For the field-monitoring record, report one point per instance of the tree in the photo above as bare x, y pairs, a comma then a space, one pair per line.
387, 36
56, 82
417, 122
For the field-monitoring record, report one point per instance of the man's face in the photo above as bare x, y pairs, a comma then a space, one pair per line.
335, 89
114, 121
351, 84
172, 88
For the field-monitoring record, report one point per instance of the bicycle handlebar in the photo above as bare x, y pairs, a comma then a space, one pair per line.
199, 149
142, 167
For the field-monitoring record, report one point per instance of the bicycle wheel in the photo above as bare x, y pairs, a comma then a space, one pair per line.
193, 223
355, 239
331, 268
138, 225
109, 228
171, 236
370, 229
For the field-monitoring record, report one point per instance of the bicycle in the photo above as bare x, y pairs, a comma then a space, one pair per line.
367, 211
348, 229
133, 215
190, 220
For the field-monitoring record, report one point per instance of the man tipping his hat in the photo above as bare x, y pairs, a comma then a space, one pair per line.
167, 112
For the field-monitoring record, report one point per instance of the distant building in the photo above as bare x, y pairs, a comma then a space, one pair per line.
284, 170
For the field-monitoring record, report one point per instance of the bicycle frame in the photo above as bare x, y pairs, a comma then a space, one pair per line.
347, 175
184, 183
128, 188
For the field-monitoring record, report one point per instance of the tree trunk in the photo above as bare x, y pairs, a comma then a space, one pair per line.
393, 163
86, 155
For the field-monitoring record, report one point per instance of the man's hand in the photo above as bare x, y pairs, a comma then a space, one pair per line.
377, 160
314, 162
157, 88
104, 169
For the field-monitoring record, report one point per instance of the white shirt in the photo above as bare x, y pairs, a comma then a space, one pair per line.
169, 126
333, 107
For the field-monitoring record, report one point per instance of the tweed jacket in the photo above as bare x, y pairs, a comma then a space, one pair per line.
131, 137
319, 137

- _Aim of the exercise_: Rewrite the listing above with every "field-monitoring record" swapped for "survey log", keeping all else the same.

- _Full output_:
For the survey log, report one point per instance of the tree in the photo above as bare x, y pairs, a comma then a space, one pair per line.
387, 36
56, 82
417, 122
For the survey log, report one point per instance of the man's face in the photo above as bare x, y pairs, a comma then a space, one pair per line.
335, 89
114, 121
351, 84
172, 88
For the survey log, report one point per instance of the bicycle handlebar in the photo above as bare x, y pairs, a comma then a space, one pair per line.
199, 149
142, 167
For the survey log, report one point per instance of the bicycle wheel in the photo above as bare x, y pairs, a comma then a space, one pair per line.
193, 223
355, 239
331, 268
138, 225
109, 228
171, 236
370, 229
For the survey log, report one point per instance of the bicycle in the photo above as bare x, y pairs, a comma then a space, one pair per line.
367, 211
348, 229
133, 215
190, 220
For the survey log, report one point per instance of the man tipping his hat in the photo above as bare x, y pairs, a comma then a space, one pair per line.
167, 112
For the survey log, report one point per instance of the distant building in the photo above as bare x, y pairs, a comma then a space, one pair per line.
284, 170
For the survey log, report one point per instance of the bicycle frame in the photo above as bare x, y pairs, a comma then a space, one pair per line.
347, 175
184, 183
128, 188
For the survey log, report one point per instance of the tree trunk in the photo above as bare x, y pairs, a comma then a space, one pair per line.
393, 163
86, 155
For the survey log, report one point per instance of the man's hand in the photo above as bare x, y pairs, a comma then a space, one pair per line.
377, 160
314, 162
157, 88
104, 169
For the survey log, report one point per instance of the white shirt in the photo above as bare x, y pairs, a comma then a space, one pair per line.
169, 126
333, 107
For the survey log, report one point per instance of the tweed jacket in the photo above as bare x, y pairs, a comma then a space, one pair per line.
131, 137
319, 137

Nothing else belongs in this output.